→ What is asked
Reproduce all entries verbatim, with nothing added or dropped.

→ Supplied records
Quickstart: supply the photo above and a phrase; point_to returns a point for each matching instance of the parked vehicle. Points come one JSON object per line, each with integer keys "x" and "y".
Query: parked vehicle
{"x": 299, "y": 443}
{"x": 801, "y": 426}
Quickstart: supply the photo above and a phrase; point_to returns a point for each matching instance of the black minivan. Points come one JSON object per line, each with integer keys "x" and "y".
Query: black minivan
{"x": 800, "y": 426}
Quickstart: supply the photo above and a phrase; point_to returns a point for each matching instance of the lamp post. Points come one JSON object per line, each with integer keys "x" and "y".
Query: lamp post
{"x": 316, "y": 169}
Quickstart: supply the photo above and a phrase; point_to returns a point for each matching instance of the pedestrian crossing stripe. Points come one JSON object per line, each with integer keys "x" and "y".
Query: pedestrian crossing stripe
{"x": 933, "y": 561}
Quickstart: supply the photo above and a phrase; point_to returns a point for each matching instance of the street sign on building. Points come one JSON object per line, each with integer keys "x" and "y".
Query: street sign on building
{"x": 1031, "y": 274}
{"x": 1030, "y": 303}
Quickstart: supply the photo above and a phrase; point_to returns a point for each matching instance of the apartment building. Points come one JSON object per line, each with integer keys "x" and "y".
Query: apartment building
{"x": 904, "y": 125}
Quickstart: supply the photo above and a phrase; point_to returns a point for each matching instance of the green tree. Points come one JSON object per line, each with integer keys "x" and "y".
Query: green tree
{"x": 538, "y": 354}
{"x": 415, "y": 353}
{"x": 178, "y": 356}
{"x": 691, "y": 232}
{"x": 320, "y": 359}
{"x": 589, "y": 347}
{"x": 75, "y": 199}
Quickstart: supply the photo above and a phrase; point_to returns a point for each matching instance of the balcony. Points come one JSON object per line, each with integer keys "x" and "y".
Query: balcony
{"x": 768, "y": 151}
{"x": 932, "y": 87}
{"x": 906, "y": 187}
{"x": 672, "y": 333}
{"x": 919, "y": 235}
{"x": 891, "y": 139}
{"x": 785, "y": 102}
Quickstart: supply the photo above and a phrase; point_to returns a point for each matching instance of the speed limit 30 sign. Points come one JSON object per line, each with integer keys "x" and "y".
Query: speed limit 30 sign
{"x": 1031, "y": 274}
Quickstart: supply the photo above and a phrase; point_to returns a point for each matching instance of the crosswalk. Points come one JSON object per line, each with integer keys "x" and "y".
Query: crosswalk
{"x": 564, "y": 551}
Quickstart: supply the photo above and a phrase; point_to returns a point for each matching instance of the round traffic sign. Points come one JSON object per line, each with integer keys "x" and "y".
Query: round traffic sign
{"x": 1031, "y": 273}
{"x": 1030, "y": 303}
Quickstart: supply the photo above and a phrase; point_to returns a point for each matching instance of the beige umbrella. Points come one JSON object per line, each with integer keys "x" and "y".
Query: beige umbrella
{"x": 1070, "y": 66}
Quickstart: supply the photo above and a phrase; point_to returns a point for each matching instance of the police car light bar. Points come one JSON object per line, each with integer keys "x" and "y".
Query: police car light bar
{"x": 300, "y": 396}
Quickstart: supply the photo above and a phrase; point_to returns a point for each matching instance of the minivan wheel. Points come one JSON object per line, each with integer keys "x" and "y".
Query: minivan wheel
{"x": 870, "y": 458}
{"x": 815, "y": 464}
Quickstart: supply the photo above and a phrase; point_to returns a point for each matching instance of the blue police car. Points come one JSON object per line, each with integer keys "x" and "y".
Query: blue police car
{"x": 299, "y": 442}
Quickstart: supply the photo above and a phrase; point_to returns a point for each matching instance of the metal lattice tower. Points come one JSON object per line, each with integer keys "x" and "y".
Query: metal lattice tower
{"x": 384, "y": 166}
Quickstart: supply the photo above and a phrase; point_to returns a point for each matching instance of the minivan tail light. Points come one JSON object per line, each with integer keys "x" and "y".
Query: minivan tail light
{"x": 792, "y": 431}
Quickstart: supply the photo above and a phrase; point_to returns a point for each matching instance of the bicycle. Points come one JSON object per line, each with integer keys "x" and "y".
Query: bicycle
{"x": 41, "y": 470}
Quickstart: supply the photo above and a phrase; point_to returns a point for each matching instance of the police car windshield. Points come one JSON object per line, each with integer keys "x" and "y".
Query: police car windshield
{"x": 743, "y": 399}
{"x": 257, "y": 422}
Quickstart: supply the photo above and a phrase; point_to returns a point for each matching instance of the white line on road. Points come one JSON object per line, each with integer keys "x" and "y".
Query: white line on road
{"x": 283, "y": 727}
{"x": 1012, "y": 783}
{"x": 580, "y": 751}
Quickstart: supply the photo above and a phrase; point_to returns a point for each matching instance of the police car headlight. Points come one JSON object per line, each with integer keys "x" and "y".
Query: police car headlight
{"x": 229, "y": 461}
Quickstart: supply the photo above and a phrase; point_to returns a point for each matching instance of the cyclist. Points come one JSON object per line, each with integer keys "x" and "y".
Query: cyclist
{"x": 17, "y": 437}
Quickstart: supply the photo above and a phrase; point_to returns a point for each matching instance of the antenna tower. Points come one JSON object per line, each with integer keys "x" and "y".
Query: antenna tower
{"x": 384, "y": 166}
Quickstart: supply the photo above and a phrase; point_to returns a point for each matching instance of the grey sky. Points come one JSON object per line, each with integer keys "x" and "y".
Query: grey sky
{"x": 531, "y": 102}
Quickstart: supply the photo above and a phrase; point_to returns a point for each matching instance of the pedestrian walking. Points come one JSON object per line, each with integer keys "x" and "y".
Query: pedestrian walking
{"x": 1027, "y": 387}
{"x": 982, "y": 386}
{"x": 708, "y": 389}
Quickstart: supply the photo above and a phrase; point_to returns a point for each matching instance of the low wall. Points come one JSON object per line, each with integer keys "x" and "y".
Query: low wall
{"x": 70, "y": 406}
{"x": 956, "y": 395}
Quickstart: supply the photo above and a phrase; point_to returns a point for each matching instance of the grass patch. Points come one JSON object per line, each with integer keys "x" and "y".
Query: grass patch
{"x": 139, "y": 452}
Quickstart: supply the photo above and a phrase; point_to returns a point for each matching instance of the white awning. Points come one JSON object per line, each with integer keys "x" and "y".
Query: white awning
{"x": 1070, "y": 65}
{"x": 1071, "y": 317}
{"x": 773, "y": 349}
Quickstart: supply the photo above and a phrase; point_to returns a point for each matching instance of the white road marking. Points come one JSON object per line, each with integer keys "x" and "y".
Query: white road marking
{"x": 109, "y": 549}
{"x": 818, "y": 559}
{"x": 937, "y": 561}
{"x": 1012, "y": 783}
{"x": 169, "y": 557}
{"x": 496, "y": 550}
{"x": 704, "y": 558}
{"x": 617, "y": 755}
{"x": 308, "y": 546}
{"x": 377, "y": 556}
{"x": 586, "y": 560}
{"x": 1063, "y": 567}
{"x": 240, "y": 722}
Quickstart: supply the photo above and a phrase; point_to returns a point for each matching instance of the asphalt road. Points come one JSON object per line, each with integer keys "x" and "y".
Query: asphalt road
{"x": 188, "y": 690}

→ Answer to this task
Quickstart: supply the photo above and a phrase; point_to returns a point for each matching instance of the parked vehicle. Points come one JSON object per line, each with integer keys "x" and "y".
Query: parked vehicle
{"x": 299, "y": 443}
{"x": 801, "y": 426}
Quickstart: supply the photo above and a phrase; point_to returns a point for each matching instance of the black minivan. Points come one JSON object per line, each with integer keys "x" and "y".
Query: black minivan
{"x": 800, "y": 426}
Quickstart: supply the photo above and a phrase; point_to returns a point for each matching instance of the lamp post. Points come one JSON object per line, each with integer keys "x" and "y".
Query: lamp post
{"x": 316, "y": 169}
Quickstart: supply the photo above and a phrase; point_to returns a point for each matching instance of the pedestrian crossing stripe. Points come one JSON object per line, each with integer keys "x" and "y".
Query: pedestrian crossing stripe
{"x": 933, "y": 561}
Quickstart: supply the photo above and a phrase; point_to returns a point for each matching instance of the street sign on building. Points come one JSON object per line, each with integer keys "x" and "y".
Query: street sign on building
{"x": 1031, "y": 274}
{"x": 1030, "y": 303}
Quickstart: supply the photo above and a phrase; point_to returns a point for each matching instance of the apartment building. Points come one JSON object per line, each with integer keys "x" and "y".
Query: apartment building
{"x": 904, "y": 125}
Quickstart: supply the photo above and a phrase; point_to returns a point for each matching instance of the green tree. Points come one JSON object per line, each with integer keys "x" and "y".
Query: green tree
{"x": 538, "y": 354}
{"x": 415, "y": 353}
{"x": 178, "y": 356}
{"x": 691, "y": 232}
{"x": 320, "y": 359}
{"x": 589, "y": 347}
{"x": 75, "y": 199}
Quickstart: supply the photo above and a phrase; point_to returns a point for each matching instance of the balcony. Points come one JSON object per line, each with integer keys "x" and "y".
Query: balcony
{"x": 768, "y": 151}
{"x": 932, "y": 87}
{"x": 906, "y": 187}
{"x": 672, "y": 333}
{"x": 919, "y": 235}
{"x": 891, "y": 139}
{"x": 785, "y": 102}
Quickstart: supply the photo above and a phrase; point_to returns a point for each matching instance of the speed limit 30 sign. Points come one JSON object per line, each with integer keys "x" and "y".
Query: speed limit 30 sign
{"x": 1031, "y": 274}
Quickstart: supply the photo above and a phrase; point_to returns a point for each matching instance of the crosswalk. Points come one JSON object per line, each with integer keys "x" and "y".
Query: crosswalk
{"x": 564, "y": 551}
Quickstart: supply the photo above and a phrase; point_to returns a point for each matching instance of the round traffic sign. Points come one JSON object per line, each with integer keys "x" and "y".
Query: round traffic sign
{"x": 1031, "y": 273}
{"x": 1030, "y": 303}
Quickstart: supply the photo above and a phrase; point_to returns a point for each matching instance of the beige umbrella. Points come one JSON object per line, each with integer keys "x" and "y".
Query: beige umbrella
{"x": 1070, "y": 66}
Quickstart: supply the photo above and a phrase; point_to returns a point for each matching instance of the police car light bar. Points come one JSON object per line, each with integer keys "x" and "y".
Query: police car light bar
{"x": 300, "y": 396}
Quickstart: supply the photo above and a phrase; point_to returns a point for each matching instance of the minivan wheel. Points come one JSON object per line, each with integer keys "x" and "y".
Query: minivan wheel
{"x": 870, "y": 458}
{"x": 815, "y": 464}
Quickstart: supply the photo above and a phrase; point_to returns a point for each matching instance of the blue police car. Points come one JSON object per line, each with integer keys "x" and "y".
Query: blue police car
{"x": 299, "y": 442}
Quickstart: supply the photo above and a phrase; point_to returns a point for each matching instance of the metal lattice tower. Points come one JSON object per line, each with integer keys "x" and "y".
Query: metal lattice tower
{"x": 384, "y": 166}
Quickstart: supply the photo above and a phrase; point_to returns a point for each matching instance of the minivan tail light. Points come one JSON object per line, each with integer keys "x" and "y".
Query: minivan tail light
{"x": 792, "y": 431}
Quickstart: supply the photo above and a phrase; point_to returns a point for each matching instance of the bicycle. Points come one JSON object per line, each with integer keys "x" and "y".
Query: bicycle
{"x": 41, "y": 470}
Quickstart: supply the photo above and a phrase; point_to returns a point for each matching instance of the police car windshield. Points come one JSON object per line, each with integer keys "x" and "y".
Query: police car windshield
{"x": 743, "y": 399}
{"x": 257, "y": 422}
Quickstart: supply the photo above and a phrase; point_to returns a point for each matching instance of the white line on road. Points come one JSON object per line, each with integer keys "x" and "y".
Query: white line on road
{"x": 283, "y": 727}
{"x": 1012, "y": 783}
{"x": 580, "y": 751}
Quickstart: supply the photo above and a phrase; point_to returns a point for each matching instance of the police car headlight. Points come one JSON object per line, each with integer keys "x" and "y".
Query: police car headlight
{"x": 229, "y": 461}
Quickstart: supply the photo above and a phrase; point_to returns a point for each matching instance of the cyclist. Points come one JSON object per line, each with integer keys "x" and "y".
Query: cyclist
{"x": 17, "y": 437}
Quickstart: supply the photo above and a phrase; point_to returns a point for each matching instance of the antenna tower. Points come one JSON object per line, each with integer keys "x" and "y".
Query: antenna tower
{"x": 384, "y": 166}
Quickstart: supply the photo above and a phrase; point_to returns a point for each matching instance of the grey sky. Points come one JSON object per line, each with integer keys "x" and "y".
Query: grey sky
{"x": 531, "y": 102}
Quickstart: supply the photo above and a phrase; point_to returns a point for each matching instance of the pedestrian walking. Points come one JSON object per line, each with integer keys "x" and "y".
Query: pedestrian walking
{"x": 1027, "y": 387}
{"x": 982, "y": 386}
{"x": 708, "y": 389}
Quickstart: supply the photo above and a phrase; point_to returns a point for each matching instance of the low wall. Points come one JSON object per line, each with integer keys "x" and "y".
Query: low wall
{"x": 70, "y": 406}
{"x": 956, "y": 395}
Quickstart: supply the photo above and a phrase; point_to returns a point for each matching instance of the grass patch. Points come one JSON object per line, each with integer keys "x" and "y".
Query: grass patch
{"x": 139, "y": 452}
Quickstart: supply the photo above and a phrase; point_to returns a point for each matching instance of the white awning. Points come one JSON object per line, each with integer keys "x" and "y".
Query: white awning
{"x": 1070, "y": 65}
{"x": 1071, "y": 317}
{"x": 773, "y": 349}
Quickstart: supply the photo above and a phrase; point_to returns a point for each matching instance of the white road marking. Points come one JSON object per line, each with integer keys "x" and "y".
Query: white road marking
{"x": 109, "y": 549}
{"x": 818, "y": 559}
{"x": 937, "y": 561}
{"x": 1012, "y": 783}
{"x": 169, "y": 557}
{"x": 496, "y": 550}
{"x": 704, "y": 558}
{"x": 617, "y": 755}
{"x": 308, "y": 546}
{"x": 377, "y": 556}
{"x": 586, "y": 560}
{"x": 1063, "y": 567}
{"x": 240, "y": 722}
Quickstart: supply the photo above and a phrase; point_to returns a point for each matching instance of the asphalt road. Points come one JSON object per line, each with integer keys "x" and "y".
Query: asphalt road
{"x": 188, "y": 690}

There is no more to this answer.